**Activity:** The answer must consist of every line below that holds the word "pixel".

**Exercise inputs:**
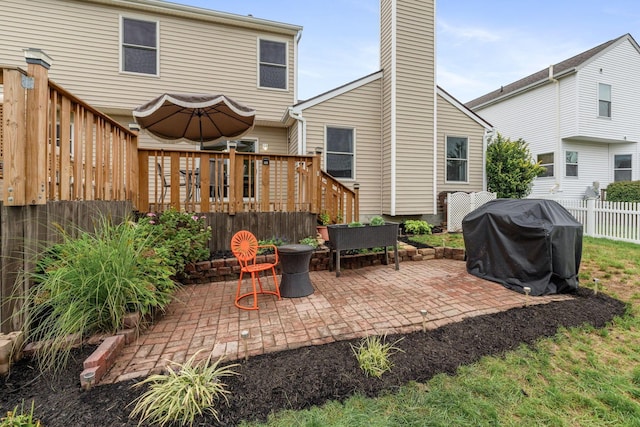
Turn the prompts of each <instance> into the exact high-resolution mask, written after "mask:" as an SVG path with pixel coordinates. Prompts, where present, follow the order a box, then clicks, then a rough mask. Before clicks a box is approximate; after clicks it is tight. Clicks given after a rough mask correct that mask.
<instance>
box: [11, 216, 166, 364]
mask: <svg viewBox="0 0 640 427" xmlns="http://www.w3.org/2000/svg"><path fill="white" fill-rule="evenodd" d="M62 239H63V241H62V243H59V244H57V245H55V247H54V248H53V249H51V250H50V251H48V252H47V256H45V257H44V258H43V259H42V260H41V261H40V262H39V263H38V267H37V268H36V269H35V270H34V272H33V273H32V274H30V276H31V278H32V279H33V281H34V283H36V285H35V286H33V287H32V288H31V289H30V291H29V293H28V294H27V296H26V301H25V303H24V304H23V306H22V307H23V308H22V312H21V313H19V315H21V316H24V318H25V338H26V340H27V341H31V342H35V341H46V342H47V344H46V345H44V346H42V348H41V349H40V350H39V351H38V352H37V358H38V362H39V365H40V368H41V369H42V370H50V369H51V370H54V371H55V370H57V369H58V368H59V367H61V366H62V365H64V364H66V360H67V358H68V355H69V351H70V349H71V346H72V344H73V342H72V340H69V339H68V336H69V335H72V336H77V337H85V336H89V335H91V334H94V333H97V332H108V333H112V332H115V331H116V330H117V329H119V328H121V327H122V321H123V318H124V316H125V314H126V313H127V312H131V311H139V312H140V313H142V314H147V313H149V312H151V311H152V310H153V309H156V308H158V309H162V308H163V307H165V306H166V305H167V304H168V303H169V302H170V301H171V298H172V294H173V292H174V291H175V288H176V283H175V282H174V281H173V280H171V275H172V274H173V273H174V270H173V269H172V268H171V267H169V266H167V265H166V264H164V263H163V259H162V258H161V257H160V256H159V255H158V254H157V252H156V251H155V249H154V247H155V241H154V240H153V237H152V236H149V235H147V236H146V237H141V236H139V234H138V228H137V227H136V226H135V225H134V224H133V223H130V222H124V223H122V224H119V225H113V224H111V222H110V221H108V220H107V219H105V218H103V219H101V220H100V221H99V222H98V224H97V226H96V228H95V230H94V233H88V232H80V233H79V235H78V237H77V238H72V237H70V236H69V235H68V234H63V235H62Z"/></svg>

...

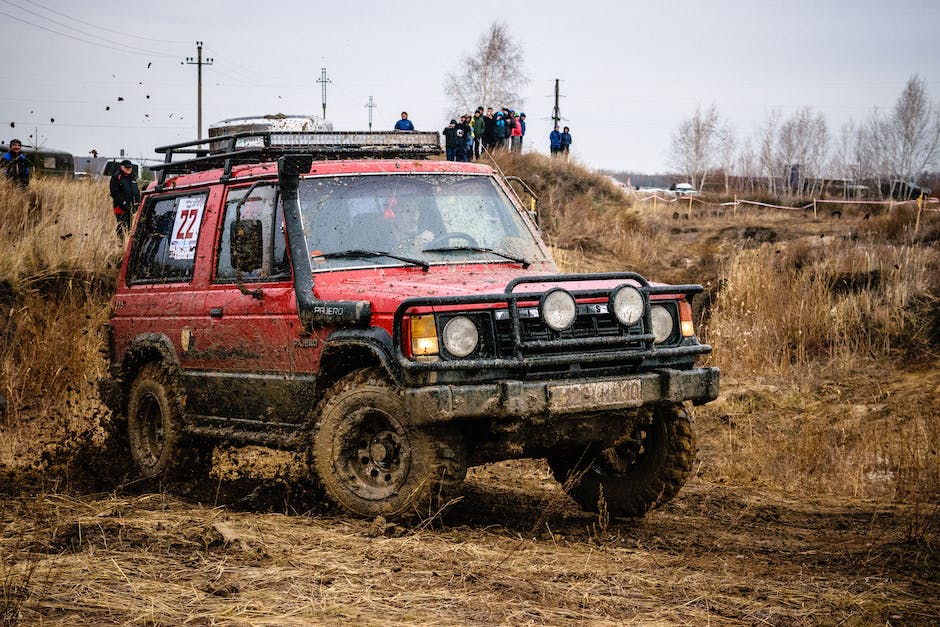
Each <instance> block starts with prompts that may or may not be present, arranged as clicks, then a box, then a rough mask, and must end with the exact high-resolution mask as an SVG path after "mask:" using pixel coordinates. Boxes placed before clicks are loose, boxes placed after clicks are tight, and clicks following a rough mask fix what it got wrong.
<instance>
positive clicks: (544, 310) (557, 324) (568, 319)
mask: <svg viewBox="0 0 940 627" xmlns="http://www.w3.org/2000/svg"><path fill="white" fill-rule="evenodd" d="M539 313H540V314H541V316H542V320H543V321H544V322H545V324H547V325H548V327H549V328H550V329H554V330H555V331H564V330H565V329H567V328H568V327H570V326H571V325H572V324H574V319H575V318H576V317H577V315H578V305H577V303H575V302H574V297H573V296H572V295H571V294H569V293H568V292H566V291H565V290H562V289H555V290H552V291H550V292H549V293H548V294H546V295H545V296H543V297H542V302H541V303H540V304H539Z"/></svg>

**Task response:**
Turn the prompts of each <instance> into the exact high-resolution mask, written after "mask:" as an SVG path with pixel coordinates. Prompts, where present, follow the order a box, then clicks, then a rough mask. Before clicks a box is approximate; after clicks it is tight. Clicks given after a rough mask correct that mask.
Each <instance> block starts with prompts that may or may not be present, arranged as clicks, then a box, then a rough mask, and must end with the exact high-resolution mask as an SVG path after "mask:" using pixel coordinates. Boxes placed before clicks are loose, boxes placed after clicks are tight, and clicks following a rough mask fix what it got wrong.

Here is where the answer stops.